[BEGIN DATASET RECORDS]

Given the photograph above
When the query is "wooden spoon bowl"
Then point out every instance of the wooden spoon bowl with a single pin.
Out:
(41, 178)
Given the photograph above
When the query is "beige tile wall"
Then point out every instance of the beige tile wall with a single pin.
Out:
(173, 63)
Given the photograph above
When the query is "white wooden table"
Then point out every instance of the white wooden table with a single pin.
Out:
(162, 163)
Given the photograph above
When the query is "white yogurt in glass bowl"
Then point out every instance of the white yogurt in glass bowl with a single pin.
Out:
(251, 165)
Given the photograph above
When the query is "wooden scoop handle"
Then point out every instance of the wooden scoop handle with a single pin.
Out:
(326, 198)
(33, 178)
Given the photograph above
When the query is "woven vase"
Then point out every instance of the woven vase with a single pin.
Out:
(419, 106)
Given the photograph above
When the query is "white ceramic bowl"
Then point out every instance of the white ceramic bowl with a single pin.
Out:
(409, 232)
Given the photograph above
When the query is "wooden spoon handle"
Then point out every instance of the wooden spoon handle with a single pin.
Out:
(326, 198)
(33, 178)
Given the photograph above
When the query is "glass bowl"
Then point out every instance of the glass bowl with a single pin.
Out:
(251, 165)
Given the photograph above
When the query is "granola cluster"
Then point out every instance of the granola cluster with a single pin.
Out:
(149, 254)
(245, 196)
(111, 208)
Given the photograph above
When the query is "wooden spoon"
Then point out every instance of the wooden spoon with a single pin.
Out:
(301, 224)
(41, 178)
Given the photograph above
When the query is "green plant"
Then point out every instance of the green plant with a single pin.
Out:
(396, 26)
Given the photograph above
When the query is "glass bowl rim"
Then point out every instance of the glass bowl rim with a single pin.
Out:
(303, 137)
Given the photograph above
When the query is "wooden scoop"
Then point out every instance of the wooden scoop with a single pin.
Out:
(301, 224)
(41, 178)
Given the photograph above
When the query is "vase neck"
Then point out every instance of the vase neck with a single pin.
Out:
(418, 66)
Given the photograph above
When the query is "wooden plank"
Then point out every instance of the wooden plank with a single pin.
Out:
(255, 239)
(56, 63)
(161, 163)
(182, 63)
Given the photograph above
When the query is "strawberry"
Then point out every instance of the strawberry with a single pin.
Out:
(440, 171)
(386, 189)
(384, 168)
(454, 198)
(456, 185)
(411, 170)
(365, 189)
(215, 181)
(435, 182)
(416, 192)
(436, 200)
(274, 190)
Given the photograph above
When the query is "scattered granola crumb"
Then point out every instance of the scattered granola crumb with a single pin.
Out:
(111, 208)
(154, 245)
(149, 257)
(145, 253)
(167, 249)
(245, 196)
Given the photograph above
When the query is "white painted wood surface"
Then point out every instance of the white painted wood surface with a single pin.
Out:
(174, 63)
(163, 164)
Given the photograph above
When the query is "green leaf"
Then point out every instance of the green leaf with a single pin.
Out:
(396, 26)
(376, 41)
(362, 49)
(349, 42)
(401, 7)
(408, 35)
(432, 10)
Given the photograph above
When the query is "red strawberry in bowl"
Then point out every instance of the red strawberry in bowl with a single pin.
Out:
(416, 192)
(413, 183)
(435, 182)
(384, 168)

[END DATASET RECORDS]

### PROBLEM
Extract every line in the entries above that contains the string "glass". The match is case-sensitive.

### RESULT BELOW
When the query is "white yogurt in glass bowl"
Then point out every instance of the white yogurt in glass bowl with a single pin.
When the query is "glass bowl"
Then point out every instance of the glass bowl with a single pin.
When the query is "glass bowl rim"
Then point out every instance of the glass bowl rim with a single pin.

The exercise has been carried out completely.